▶ **Ausgangstext**:

◇ ◇ ◇ ◇

Titelbild, Bern, mw, kasaan media, 2025
Das Office of Strategic Services (OSS), die Vorgängerorganisation der heutigen CIA, spielte während des Zweiten Weltkriegs eine zentrale Rolle in der amerikanischen Geheimdiensttätigkeit. In der neutralen Schweiz, insbesondere in Bern, etablierte das OSS eine bedeutende Operationsbasis, die unter der Leitung von William J. Donovan und seinem Vertrauten Allen Dulles entscheidende nachrichtendienstliche Erfolge erzielte. Dieser Beitrag beleuchtet die Tätigkeiten des OSS in Bern, die strategische Bedeutung der Schweiz und die zentrale Rolle von Donovan detailliert.
William Joseph „Wild Bill“ Donovan war eine der schillerndsten Figuren der amerikanischen Geschichte des 20. Jahrhunderts. Geboren in Buffalo, New York, aus einer irisch-amerikanischen Familie, machte er sich zunächst als Anwalt und Soldat einen Namen. Während des Ersten Weltkriegs diente er im 165. Infanterieregiment ehemals „Fighting 69th“, und erhielt für seinen Mut die Medal of Honor, die höchste militärische Auszeichnung der USA.
Sein Spitzname „Wild Bill“ stammte aus seiner Zeit als Football-Spieler an der Columbia University, wurde aber durch seine kühnen militärischen und nachrichtendienstlichen Aktionen während der Kriege zementiert.
Nach dem Ersten Weltkrieg war Donovan als US-Bezirksstaatsanwalt und stellvertretender Generalstaatsanwalt tätig, knüpfte jedoch auch internationale Kontakte, die ihm später zugutekamen. In den 1930er Jahren reiste er durch Europa und erkannte die wachsende Bedrohung durch den Nationalsozialismus. Seine enge Freundschaft mit Präsident Franklin D. Roosevelt, die während ihrer gemeinsamen Zeit an der Columbia Law School entstand, verschaffte ihm Zugang zu den höchsten politischen Kreisen.
1940 beauftragte Roosevelt Donovan, Pläne für einen zentralisierten US-Geheimdienst zu entwerfen, da die bestehenden nachrichtendienstlichen Strukturen (Armee, Marine, FBI) oft unkoordiniert und widersprüchlich agierten. Am 11. Juli 1941 wurde Donovan zum Coordinator of Information (COI) ernannt, und am 13. Juni 1942 wurde das COI in das Office of Strategic Services umgewandelt. Das OSS war für die Sammlung von Auslandsnachrichten, Gegenpropaganda und verdeckte Operationen zuständig und operierte weltweit, mit Ausnahme von Lateinamerika (damals FBI-Gebiet) und dem Pazifik unter General MacArthur.

◇ ◇ ◇ ◇

▶ **Aufgabe**:
Gib aus dem Text über das OSS die Stelle zwischen „William Joseph „Wild“ und „Auszeichnung der USA.“ wortgetreu wieder, beide Stellen eingeschlossen. Die Einträge stammen aus einer anderen Quelle als der Text über das OSS.

▶ **Aufgeführte Einträge**:
◇ ◇ ◇ ◇

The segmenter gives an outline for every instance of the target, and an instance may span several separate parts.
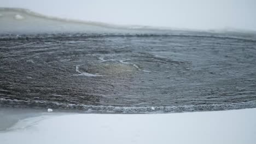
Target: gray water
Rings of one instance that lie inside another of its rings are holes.
[[[0,106],[103,113],[256,107],[255,56],[256,41],[241,38],[3,35]]]

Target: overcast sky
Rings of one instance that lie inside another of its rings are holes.
[[[255,0],[0,0],[0,7],[118,25],[256,31]]]

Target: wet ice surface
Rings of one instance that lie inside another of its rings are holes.
[[[71,34],[4,38],[1,106],[117,113],[256,107],[254,40]]]

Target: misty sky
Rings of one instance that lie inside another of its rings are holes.
[[[256,31],[255,0],[0,0],[0,7],[118,25]]]

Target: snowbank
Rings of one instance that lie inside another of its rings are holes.
[[[67,114],[20,121],[5,143],[255,143],[256,109],[170,114]]]

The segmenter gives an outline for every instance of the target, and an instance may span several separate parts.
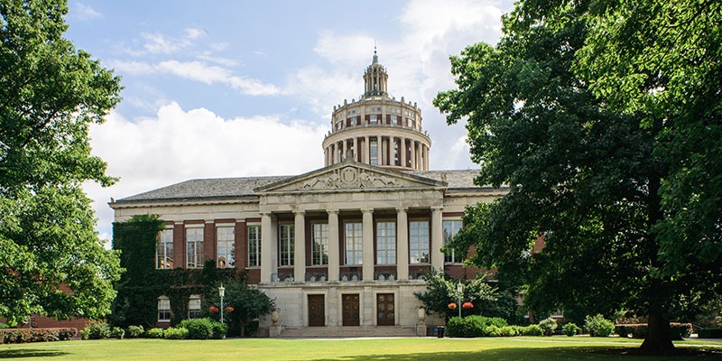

◇ ◇ ◇ ◇

▶ **Antwort**:
William Joseph „Wild Bill“ Donovan war eine der schillerndsten Figuren der amerikanischen Geschichte des 20. Jahrhunderts. Geboren in Buffalo, New York, aus einer irisch-amerikanischen Familie, machte er sich zunächst als Anwalt und Soldat einen Namen. Während des Ersten Weltkriegs diente er im 165. Infanterieregiment ehemals „Fighting 69th“, und erhielt für seinen Mut die Medal of Honor, die höchste militärische Auszeichnung der USA.